El suelo del viejo hotel crujía bajo el peso de los congregados. Viejos listones de madera de roble, mil veces rayados y otras tantas pulidos y encerados contemplaban una curiosa reunión que, inusitadamente, les enviaba el claro sonido de copas chocando y algarabía de ecos polífónicos de acentos de un mundo que practicaba un deporte extraño bajo las cruces de la Union Jack. Había, sí, algunos invitados de otras lenguas: afrikaners que aturdían a los argentinos de habla española con sus restallantes jotas; dicen que incluso rumanos de sinuosas vocales que usaban sólo para confundir a los anfitriones gálicos, cuyo idioma dominaban aún tres décadas después de ser declarado non grato y burgués por los secuaces del Conducator. Y claro, los pupilos del gran padrino Ferrasse, el todopoderoso factótum de los franceses.
La variopinta partida formaba bajo las siglas de la International Rugby Football Board y se reunía en el París de 1985 a instancias de díscolos coloniales de los antiguos Dominios. Entre ellos, desde luego, eran los descendientes de los proscritos penados por la justicia de Su Graciosa los más alborotadores. Como que un par de años antes ya amenazaban con una secesión que nadie quería. La primera, algo más de cien años atrás, había parido un nuevo código, para tipos tan duros como los puros, pero con menos medios y escrúpulos de clase. La fe cismática se extendió por el norte de Inglaterra y algunas comarcas de Occitania, casi como anécdota de esas que hacía a los Bertie Woosters de un tiempo posvictoriano levantar displicentemente una ceja. Prendió con más fuerza en la gran colonia penitenciaria y allí enardeció, junto con la disciplina local de brincos estrambóticos y camisas sin mangas, a los colonos joviales y ávidos de novedad. Y podía ahora llegar la segunda.

## Problema propuesto 1
Recopila, por favor, cada línea de las entradas que contenga la palabra "dirt". Ten en cuenta las mayúsculas y minúsculas.

## Datos registrados
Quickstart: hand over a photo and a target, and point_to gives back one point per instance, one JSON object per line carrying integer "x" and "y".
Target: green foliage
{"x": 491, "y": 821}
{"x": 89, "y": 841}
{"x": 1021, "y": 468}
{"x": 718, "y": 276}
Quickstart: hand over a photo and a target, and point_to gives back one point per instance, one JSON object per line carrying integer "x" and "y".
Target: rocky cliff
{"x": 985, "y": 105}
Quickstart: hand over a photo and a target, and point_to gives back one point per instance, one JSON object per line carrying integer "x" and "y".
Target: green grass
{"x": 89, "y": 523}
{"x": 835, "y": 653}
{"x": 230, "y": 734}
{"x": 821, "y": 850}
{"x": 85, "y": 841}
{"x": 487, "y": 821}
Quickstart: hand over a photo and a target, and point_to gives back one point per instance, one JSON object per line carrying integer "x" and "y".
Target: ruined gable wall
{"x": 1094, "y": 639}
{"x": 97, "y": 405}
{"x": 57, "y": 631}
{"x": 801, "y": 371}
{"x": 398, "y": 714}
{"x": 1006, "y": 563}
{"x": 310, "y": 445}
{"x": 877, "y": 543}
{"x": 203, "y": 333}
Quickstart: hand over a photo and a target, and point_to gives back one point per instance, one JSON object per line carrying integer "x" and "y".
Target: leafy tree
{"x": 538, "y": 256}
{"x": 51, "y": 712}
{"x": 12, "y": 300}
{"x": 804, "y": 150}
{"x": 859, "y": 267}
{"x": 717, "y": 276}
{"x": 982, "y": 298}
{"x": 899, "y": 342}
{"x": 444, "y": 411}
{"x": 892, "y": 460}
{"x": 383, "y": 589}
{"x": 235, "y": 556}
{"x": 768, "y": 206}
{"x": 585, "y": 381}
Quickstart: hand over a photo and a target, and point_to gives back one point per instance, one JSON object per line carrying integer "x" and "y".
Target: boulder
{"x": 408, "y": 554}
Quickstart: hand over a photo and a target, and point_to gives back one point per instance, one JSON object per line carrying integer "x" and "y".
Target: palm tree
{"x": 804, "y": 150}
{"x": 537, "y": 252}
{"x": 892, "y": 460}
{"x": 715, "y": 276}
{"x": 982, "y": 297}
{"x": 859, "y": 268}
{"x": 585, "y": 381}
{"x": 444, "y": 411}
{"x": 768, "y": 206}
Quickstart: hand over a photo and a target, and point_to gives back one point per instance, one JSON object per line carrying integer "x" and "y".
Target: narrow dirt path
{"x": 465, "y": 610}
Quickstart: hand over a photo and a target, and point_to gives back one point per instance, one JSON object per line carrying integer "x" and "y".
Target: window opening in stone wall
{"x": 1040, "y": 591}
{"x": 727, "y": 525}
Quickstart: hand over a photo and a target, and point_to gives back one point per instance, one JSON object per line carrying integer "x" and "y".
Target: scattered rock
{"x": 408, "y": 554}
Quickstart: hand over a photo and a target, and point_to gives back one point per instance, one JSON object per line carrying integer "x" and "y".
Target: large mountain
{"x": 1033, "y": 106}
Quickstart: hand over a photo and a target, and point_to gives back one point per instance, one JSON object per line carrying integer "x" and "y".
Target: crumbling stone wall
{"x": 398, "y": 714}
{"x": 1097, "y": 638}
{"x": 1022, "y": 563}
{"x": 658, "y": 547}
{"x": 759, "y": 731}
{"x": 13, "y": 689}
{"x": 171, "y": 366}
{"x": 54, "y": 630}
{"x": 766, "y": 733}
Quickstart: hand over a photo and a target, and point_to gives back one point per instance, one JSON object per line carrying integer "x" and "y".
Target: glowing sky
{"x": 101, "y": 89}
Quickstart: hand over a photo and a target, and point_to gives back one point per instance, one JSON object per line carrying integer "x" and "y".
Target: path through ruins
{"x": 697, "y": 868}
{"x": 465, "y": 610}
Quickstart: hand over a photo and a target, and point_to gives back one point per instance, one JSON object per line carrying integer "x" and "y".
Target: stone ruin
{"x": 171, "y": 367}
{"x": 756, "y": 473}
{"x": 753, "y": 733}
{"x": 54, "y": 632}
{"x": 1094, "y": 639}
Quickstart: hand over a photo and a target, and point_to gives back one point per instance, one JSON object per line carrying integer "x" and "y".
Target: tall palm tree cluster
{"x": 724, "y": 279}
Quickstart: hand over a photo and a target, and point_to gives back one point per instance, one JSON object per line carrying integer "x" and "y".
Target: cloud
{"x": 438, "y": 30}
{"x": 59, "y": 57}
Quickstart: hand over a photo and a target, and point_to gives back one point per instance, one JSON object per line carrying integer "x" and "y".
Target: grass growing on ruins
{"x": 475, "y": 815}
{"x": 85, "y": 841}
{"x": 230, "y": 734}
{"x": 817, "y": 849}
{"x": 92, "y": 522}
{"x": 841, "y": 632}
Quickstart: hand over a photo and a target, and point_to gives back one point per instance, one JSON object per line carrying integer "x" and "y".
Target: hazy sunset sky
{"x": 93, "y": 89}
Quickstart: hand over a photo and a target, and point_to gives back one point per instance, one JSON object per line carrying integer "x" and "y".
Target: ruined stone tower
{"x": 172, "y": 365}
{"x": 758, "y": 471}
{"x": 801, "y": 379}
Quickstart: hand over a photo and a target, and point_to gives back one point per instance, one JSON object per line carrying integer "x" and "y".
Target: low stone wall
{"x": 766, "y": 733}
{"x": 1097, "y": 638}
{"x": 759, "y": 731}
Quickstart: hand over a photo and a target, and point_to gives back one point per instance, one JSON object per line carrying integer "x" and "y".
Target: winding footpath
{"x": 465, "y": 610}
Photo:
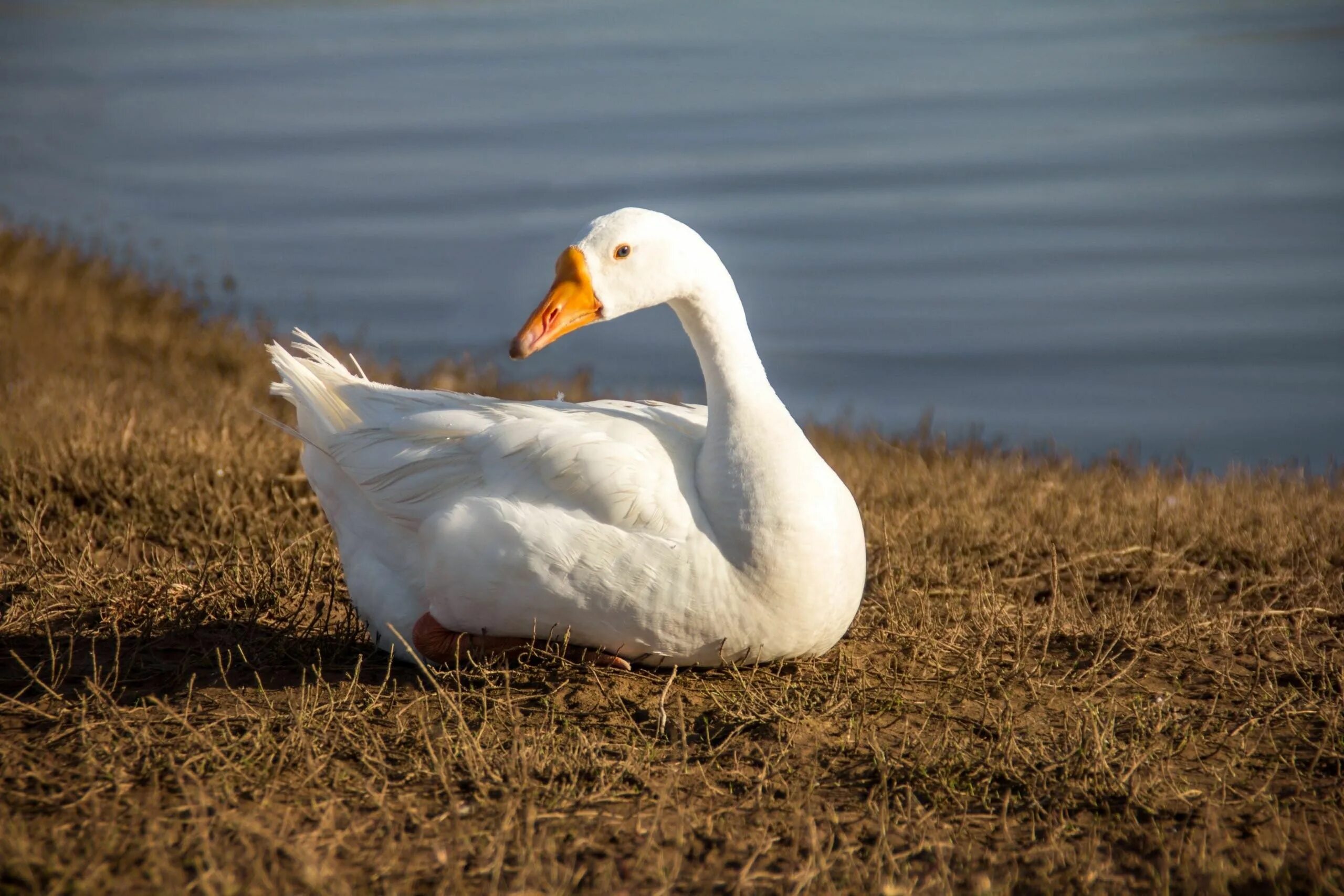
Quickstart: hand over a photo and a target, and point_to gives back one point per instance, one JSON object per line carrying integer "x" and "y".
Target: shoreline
{"x": 1064, "y": 676}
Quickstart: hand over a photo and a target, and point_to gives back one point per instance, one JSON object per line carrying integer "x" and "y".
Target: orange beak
{"x": 568, "y": 307}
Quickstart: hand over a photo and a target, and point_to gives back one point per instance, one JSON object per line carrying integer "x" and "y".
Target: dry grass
{"x": 1062, "y": 679}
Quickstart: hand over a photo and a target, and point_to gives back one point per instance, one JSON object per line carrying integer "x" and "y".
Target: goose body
{"x": 658, "y": 532}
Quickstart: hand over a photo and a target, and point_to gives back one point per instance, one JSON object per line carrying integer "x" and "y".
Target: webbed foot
{"x": 444, "y": 645}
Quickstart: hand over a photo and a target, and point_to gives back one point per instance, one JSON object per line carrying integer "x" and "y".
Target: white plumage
{"x": 663, "y": 534}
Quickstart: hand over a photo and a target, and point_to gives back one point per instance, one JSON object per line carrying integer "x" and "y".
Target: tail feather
{"x": 312, "y": 382}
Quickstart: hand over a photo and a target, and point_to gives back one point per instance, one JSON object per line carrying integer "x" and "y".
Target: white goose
{"x": 655, "y": 534}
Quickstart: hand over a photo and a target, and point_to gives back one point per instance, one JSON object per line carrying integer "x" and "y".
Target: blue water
{"x": 1098, "y": 224}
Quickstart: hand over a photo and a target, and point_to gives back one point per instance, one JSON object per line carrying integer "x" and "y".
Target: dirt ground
{"x": 1064, "y": 679}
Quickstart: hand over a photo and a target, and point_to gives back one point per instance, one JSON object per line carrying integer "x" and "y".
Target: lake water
{"x": 1101, "y": 224}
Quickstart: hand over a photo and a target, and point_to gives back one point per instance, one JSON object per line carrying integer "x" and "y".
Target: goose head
{"x": 628, "y": 260}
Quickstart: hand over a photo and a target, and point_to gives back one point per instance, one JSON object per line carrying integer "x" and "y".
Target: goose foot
{"x": 444, "y": 645}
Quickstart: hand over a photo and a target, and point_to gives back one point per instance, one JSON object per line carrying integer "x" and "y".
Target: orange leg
{"x": 443, "y": 645}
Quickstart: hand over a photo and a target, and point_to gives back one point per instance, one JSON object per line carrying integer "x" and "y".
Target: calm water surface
{"x": 1102, "y": 224}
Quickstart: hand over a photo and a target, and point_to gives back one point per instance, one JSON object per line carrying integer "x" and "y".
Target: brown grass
{"x": 1062, "y": 679}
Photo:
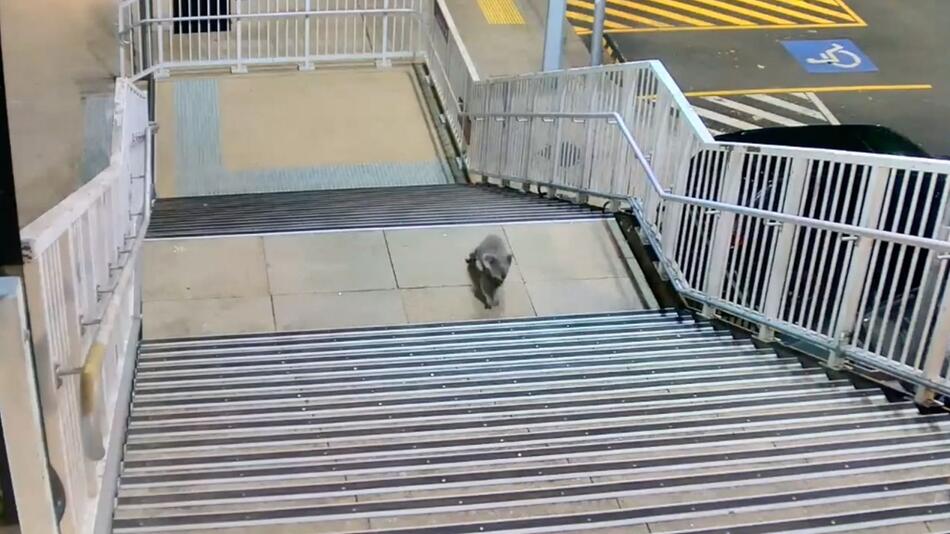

## Problema propuesto 2
Según el texto proporcionado, ¿en qué ciudad y en qué año se reunía la International Rugby Football Board?

## Resultado del ejercicio 1
Target: narrow dirt path
Target: dirt ground

## Resultado del ejercicio 2
En París, en 1985.